++++ RECORD EXCERPTS
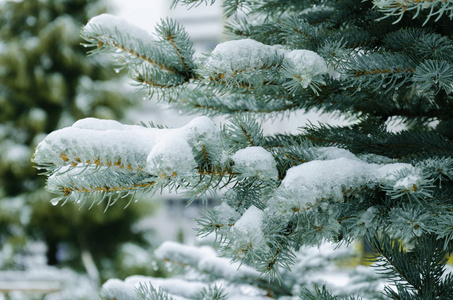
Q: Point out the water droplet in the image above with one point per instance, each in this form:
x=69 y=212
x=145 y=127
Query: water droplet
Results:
x=55 y=201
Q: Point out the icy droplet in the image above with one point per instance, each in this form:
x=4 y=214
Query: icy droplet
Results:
x=55 y=201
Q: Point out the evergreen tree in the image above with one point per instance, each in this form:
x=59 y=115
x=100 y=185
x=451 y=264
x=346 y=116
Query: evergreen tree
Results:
x=380 y=63
x=46 y=82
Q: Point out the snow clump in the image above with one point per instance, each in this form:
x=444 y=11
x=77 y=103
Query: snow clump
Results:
x=107 y=25
x=233 y=57
x=255 y=161
x=310 y=184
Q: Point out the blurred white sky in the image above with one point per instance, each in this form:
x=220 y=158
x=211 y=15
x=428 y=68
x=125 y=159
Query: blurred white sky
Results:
x=143 y=13
x=200 y=22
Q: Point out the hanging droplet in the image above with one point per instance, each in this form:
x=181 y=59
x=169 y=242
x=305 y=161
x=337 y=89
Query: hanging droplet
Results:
x=55 y=201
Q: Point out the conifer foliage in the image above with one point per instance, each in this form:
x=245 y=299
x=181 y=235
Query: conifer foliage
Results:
x=46 y=82
x=379 y=62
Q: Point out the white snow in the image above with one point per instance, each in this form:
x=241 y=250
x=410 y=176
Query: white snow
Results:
x=255 y=161
x=183 y=254
x=232 y=57
x=237 y=55
x=118 y=290
x=114 y=25
x=171 y=157
x=93 y=143
x=248 y=228
x=204 y=259
x=112 y=142
x=226 y=214
x=310 y=183
x=184 y=288
x=306 y=65
x=223 y=268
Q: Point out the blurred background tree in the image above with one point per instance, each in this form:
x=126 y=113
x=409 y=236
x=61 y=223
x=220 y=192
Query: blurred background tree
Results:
x=47 y=82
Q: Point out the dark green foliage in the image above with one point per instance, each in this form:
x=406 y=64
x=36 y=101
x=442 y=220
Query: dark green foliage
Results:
x=46 y=82
x=418 y=272
x=382 y=64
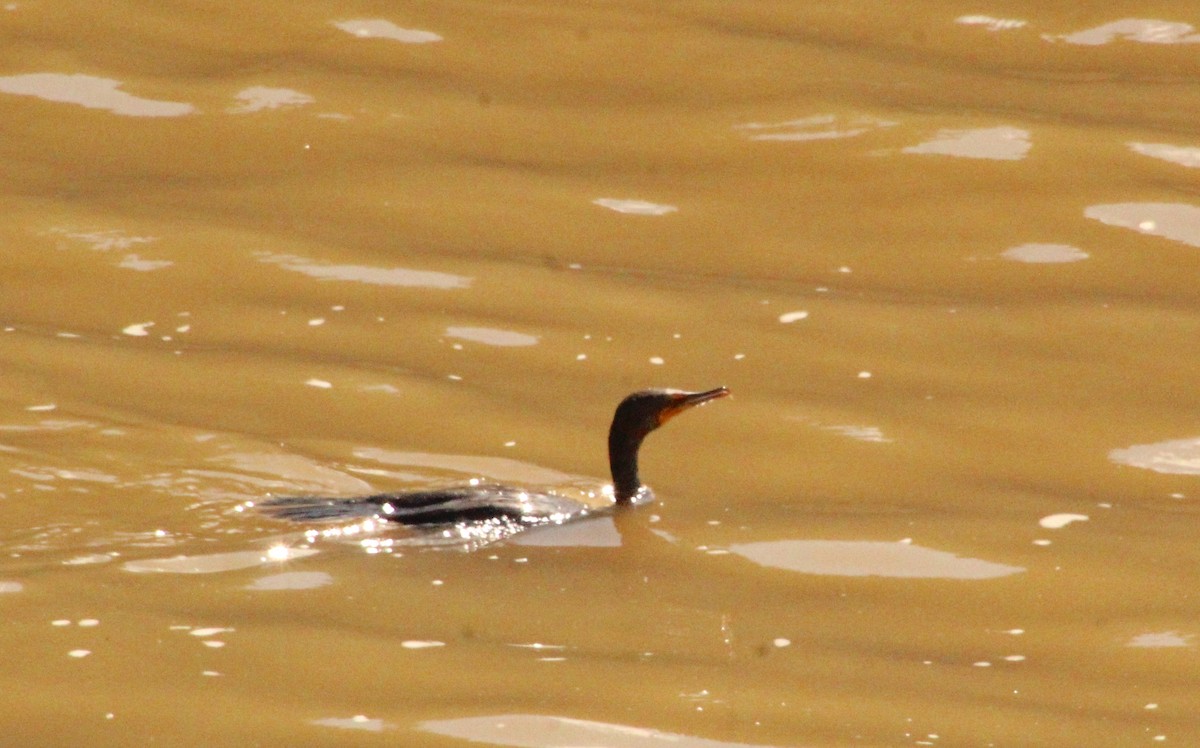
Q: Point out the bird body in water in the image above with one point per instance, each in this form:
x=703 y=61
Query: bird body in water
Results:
x=508 y=509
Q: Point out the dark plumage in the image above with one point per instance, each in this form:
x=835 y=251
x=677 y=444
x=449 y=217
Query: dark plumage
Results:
x=511 y=507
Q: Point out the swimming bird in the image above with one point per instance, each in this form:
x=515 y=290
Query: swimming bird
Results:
x=499 y=509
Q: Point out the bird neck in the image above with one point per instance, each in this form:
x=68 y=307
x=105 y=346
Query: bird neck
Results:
x=623 y=462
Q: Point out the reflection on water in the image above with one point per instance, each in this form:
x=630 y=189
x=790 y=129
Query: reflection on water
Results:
x=1188 y=156
x=399 y=277
x=292 y=580
x=215 y=563
x=990 y=23
x=869 y=558
x=376 y=28
x=997 y=143
x=1176 y=221
x=817 y=127
x=588 y=532
x=1057 y=521
x=635 y=208
x=1180 y=456
x=1161 y=640
x=259 y=97
x=91 y=93
x=1145 y=30
x=491 y=336
x=1037 y=253
x=549 y=731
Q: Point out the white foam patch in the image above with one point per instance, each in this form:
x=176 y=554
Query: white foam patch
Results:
x=1176 y=221
x=492 y=336
x=1041 y=253
x=805 y=129
x=211 y=563
x=376 y=28
x=359 y=722
x=91 y=93
x=869 y=558
x=790 y=317
x=1144 y=30
x=1182 y=155
x=399 y=277
x=259 y=97
x=995 y=143
x=552 y=731
x=1057 y=521
x=636 y=208
x=292 y=580
x=1177 y=456
x=1161 y=640
x=990 y=23
x=138 y=329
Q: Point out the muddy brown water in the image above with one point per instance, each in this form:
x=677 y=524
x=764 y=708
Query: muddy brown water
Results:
x=948 y=263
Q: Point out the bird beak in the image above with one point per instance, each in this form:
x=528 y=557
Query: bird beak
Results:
x=688 y=400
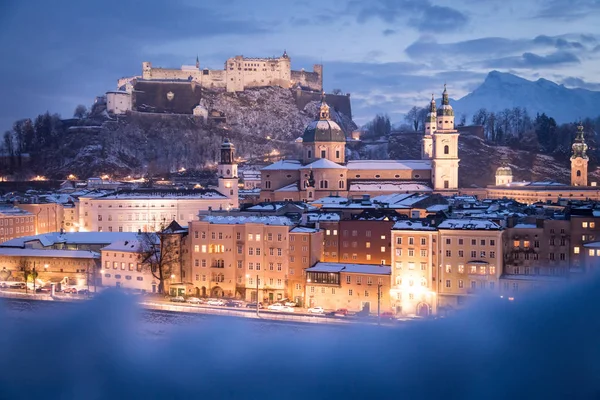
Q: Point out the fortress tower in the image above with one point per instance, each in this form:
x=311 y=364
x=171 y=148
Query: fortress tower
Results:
x=579 y=160
x=444 y=165
x=228 y=175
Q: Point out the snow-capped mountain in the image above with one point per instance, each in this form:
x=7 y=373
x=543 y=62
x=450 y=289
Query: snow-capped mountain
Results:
x=503 y=90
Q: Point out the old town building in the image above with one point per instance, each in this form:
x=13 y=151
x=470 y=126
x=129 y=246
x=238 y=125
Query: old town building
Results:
x=352 y=287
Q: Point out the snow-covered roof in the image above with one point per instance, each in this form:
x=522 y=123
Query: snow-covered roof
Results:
x=525 y=226
x=322 y=217
x=131 y=246
x=11 y=211
x=388 y=164
x=412 y=226
x=437 y=207
x=92 y=238
x=323 y=163
x=164 y=194
x=304 y=229
x=240 y=220
x=51 y=253
x=389 y=186
x=475 y=224
x=351 y=268
x=293 y=187
x=283 y=165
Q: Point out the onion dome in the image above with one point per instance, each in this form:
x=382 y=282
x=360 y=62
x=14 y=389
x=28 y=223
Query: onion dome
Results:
x=432 y=110
x=579 y=146
x=446 y=108
x=227 y=144
x=324 y=129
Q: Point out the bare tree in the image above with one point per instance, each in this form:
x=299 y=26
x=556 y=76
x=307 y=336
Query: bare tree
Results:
x=412 y=117
x=160 y=253
x=80 y=111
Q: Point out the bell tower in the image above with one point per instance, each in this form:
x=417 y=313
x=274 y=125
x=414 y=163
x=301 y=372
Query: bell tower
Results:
x=579 y=160
x=228 y=175
x=430 y=126
x=444 y=163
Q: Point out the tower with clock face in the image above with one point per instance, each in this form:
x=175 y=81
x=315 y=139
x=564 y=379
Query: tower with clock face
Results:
x=579 y=160
x=444 y=163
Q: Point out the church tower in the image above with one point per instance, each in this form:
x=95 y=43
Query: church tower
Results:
x=579 y=160
x=228 y=176
x=323 y=138
x=444 y=164
x=430 y=125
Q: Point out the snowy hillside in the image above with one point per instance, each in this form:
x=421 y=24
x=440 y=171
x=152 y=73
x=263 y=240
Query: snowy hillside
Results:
x=258 y=121
x=503 y=90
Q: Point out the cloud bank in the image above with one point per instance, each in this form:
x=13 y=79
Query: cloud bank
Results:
x=540 y=347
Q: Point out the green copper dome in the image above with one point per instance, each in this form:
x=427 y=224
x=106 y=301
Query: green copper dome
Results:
x=323 y=129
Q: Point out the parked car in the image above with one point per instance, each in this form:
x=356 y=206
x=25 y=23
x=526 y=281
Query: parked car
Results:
x=194 y=300
x=340 y=312
x=17 y=285
x=275 y=307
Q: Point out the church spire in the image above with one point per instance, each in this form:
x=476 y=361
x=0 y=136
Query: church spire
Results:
x=445 y=99
x=579 y=146
x=324 y=108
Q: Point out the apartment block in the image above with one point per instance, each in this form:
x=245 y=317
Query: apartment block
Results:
x=354 y=287
x=413 y=270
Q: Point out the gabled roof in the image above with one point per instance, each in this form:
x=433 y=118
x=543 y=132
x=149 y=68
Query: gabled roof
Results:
x=323 y=163
x=283 y=164
x=351 y=268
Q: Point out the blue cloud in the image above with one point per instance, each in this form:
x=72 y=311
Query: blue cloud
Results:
x=419 y=14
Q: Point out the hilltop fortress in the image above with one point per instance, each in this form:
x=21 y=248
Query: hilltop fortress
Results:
x=240 y=73
x=179 y=91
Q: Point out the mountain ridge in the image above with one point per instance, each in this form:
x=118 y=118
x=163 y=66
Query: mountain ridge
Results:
x=502 y=90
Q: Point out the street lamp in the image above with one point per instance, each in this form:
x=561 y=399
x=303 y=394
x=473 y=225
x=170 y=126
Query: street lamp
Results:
x=257 y=303
x=379 y=303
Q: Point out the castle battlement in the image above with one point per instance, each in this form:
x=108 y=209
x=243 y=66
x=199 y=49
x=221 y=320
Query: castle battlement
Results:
x=240 y=73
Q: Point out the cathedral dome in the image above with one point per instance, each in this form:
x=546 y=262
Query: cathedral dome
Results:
x=504 y=171
x=323 y=129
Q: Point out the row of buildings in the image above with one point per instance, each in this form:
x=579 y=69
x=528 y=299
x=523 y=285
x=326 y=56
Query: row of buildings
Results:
x=358 y=258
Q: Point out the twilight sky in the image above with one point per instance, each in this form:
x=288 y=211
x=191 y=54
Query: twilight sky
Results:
x=390 y=54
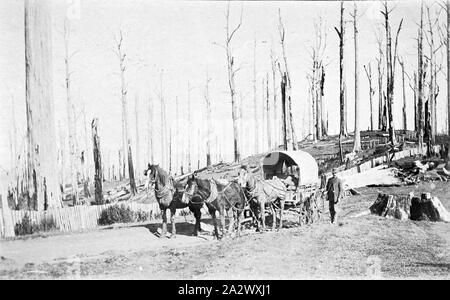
++++++++
REQUIREMENT: Offset the listing from the line containing "Q: Point out the bird neck" through the line containing "x=549 y=731": reproduce every line, requests included, adding 23 to each x and y coordinate in the result points. Leave the sample points in the requests unchanged.

RESPONSE FOR THIS EXERCISE:
Q: Point out the bird neck in the image above with one point per instance, each in this form:
x=68 y=307
x=105 y=346
Query: bird neck
Results:
x=646 y=485
Q: Point out the reflection on water in the image above with one point per instance, each in this form:
x=630 y=189
x=790 y=129
Query: reflection on water
Results:
x=1211 y=179
x=422 y=300
x=315 y=603
x=238 y=586
x=1013 y=46
x=892 y=581
x=399 y=51
x=1020 y=166
x=1199 y=244
x=840 y=150
x=611 y=555
x=1080 y=544
x=658 y=231
x=1203 y=479
x=1184 y=663
x=282 y=120
x=114 y=116
x=1168 y=53
x=514 y=359
x=1060 y=276
x=572 y=754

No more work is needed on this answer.